+++ Material to process
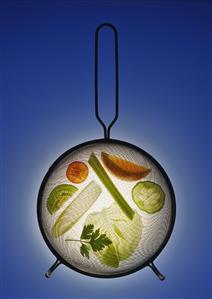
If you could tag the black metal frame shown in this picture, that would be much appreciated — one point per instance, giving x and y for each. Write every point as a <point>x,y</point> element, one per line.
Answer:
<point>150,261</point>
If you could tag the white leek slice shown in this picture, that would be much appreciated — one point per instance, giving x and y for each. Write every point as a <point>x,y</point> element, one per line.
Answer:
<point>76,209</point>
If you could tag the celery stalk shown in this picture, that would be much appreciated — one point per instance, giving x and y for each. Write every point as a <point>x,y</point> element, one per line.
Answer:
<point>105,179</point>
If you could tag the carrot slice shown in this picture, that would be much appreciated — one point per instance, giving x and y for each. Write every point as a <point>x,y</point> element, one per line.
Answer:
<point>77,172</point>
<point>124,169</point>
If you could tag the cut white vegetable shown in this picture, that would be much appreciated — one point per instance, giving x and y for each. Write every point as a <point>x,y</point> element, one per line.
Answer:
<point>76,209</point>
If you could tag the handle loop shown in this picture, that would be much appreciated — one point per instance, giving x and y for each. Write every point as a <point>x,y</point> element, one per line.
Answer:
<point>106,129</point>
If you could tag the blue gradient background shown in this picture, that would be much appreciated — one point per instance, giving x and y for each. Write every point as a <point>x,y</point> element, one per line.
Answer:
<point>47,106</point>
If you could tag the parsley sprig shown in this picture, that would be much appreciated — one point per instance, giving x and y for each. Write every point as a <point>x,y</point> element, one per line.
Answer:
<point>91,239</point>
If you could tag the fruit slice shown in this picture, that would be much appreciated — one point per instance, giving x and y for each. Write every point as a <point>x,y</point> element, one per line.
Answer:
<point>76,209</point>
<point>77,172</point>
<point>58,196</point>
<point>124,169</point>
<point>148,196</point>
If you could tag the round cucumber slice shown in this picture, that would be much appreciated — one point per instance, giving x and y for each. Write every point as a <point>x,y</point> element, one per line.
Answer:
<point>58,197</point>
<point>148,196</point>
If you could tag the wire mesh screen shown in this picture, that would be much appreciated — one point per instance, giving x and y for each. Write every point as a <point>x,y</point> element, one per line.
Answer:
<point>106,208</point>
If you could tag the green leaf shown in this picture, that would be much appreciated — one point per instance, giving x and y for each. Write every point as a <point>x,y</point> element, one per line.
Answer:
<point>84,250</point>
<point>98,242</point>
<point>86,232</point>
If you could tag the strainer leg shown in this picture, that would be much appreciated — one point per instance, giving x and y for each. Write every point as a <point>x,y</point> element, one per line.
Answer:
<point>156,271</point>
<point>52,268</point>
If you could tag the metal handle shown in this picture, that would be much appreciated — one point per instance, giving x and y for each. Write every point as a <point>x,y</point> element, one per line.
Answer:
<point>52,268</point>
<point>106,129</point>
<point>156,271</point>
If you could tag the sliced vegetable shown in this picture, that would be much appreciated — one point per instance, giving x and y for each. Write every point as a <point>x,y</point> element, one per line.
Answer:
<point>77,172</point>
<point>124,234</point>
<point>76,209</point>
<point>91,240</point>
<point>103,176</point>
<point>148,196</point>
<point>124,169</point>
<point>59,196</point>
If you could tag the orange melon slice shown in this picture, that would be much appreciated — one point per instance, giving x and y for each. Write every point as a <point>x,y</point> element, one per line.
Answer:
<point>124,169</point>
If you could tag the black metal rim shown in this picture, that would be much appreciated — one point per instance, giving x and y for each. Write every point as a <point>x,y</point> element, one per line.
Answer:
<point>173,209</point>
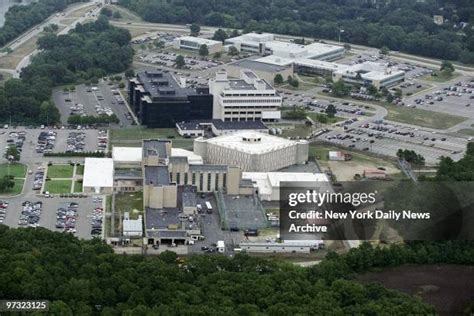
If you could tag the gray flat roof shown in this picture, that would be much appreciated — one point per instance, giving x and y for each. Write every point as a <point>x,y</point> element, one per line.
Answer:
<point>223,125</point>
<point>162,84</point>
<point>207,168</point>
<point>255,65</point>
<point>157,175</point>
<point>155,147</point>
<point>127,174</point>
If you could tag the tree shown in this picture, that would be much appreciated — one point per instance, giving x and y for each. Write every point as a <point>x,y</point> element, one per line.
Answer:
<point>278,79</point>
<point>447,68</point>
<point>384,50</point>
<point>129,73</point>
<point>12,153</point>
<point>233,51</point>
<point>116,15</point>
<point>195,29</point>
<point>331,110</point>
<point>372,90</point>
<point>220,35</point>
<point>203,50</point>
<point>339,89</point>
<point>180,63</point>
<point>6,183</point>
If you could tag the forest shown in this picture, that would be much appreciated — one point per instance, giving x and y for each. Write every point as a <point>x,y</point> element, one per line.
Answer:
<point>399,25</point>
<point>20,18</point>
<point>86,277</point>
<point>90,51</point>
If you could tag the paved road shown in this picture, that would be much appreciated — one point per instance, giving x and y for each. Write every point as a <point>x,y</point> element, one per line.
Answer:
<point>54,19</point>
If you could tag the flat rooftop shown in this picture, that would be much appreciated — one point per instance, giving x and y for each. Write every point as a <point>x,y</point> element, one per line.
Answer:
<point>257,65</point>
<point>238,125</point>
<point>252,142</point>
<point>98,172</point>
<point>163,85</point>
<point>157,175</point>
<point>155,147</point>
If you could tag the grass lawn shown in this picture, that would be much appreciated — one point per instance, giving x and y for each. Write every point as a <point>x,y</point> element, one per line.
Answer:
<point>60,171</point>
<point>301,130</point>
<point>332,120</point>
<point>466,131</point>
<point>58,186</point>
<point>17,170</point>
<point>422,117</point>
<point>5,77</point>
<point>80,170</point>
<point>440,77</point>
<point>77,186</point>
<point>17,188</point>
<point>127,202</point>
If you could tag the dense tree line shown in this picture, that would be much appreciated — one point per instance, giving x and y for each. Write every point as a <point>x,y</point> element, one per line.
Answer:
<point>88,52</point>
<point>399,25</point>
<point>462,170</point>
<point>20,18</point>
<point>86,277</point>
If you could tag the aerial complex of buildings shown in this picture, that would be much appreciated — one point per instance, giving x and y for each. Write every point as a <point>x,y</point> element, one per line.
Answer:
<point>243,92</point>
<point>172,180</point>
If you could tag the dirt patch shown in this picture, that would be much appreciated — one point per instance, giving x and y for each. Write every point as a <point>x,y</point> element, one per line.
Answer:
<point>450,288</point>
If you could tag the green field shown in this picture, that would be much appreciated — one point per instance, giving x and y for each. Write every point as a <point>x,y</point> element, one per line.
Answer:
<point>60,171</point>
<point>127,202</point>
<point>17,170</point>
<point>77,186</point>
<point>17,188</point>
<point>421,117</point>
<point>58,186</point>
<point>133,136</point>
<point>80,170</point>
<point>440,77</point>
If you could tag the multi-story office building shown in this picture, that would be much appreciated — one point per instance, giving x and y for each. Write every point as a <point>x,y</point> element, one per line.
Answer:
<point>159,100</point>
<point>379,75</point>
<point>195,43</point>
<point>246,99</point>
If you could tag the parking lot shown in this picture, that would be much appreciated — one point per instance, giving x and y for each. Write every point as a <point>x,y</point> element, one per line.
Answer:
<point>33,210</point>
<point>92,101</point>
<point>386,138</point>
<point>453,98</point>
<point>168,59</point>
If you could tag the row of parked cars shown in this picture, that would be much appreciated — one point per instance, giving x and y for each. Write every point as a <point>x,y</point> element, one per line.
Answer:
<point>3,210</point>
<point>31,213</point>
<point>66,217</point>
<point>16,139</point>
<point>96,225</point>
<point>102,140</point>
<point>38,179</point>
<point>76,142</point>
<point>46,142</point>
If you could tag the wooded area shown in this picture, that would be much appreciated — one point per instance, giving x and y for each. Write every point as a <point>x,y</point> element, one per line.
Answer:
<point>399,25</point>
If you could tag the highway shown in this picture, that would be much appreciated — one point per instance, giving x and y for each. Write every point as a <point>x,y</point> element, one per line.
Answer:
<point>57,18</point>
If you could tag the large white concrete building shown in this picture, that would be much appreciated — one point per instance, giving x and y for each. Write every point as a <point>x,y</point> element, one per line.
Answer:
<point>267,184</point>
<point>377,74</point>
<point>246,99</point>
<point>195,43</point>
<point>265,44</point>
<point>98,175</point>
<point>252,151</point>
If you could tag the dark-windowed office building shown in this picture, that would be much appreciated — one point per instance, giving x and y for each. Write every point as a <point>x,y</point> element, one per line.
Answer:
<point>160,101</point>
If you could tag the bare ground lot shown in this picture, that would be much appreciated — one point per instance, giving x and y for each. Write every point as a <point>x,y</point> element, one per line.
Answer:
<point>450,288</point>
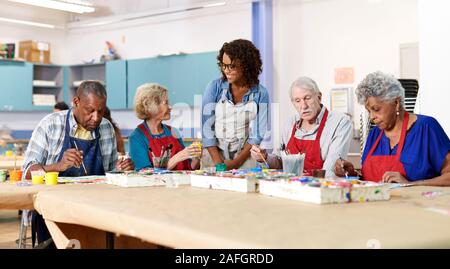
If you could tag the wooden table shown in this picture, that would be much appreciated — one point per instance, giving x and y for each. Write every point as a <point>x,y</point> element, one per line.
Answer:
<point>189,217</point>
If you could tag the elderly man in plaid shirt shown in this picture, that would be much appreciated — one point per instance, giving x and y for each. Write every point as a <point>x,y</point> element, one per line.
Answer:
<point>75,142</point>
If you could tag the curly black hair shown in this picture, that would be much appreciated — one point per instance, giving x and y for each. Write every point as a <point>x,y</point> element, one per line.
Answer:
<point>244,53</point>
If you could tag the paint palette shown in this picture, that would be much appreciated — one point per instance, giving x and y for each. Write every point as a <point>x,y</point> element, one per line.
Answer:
++++++
## Exercise
Find the line containing "If you could tag the elderly" in the material above. Print it and every line after it through the end, exactly and only those.

## Output below
If you could tag the elderly man in plaid shirt shown in this picture, that would be much appreciated — one point per instance, giving x and y for each. Write every point as a <point>x,y</point> element, one per line.
Answer:
<point>75,142</point>
If you could tag the curly black hair shown in this picture, that would be much appreciated — one point per instance, giving x and y for each. Write every point as a <point>x,y</point> element, one per line.
Answer:
<point>244,53</point>
If you could tag the paint palette shown in this picture, that would be much appreciated — one point per instance, giving x and y for each. Write every point as a <point>x,y</point> element, one per line.
Answer:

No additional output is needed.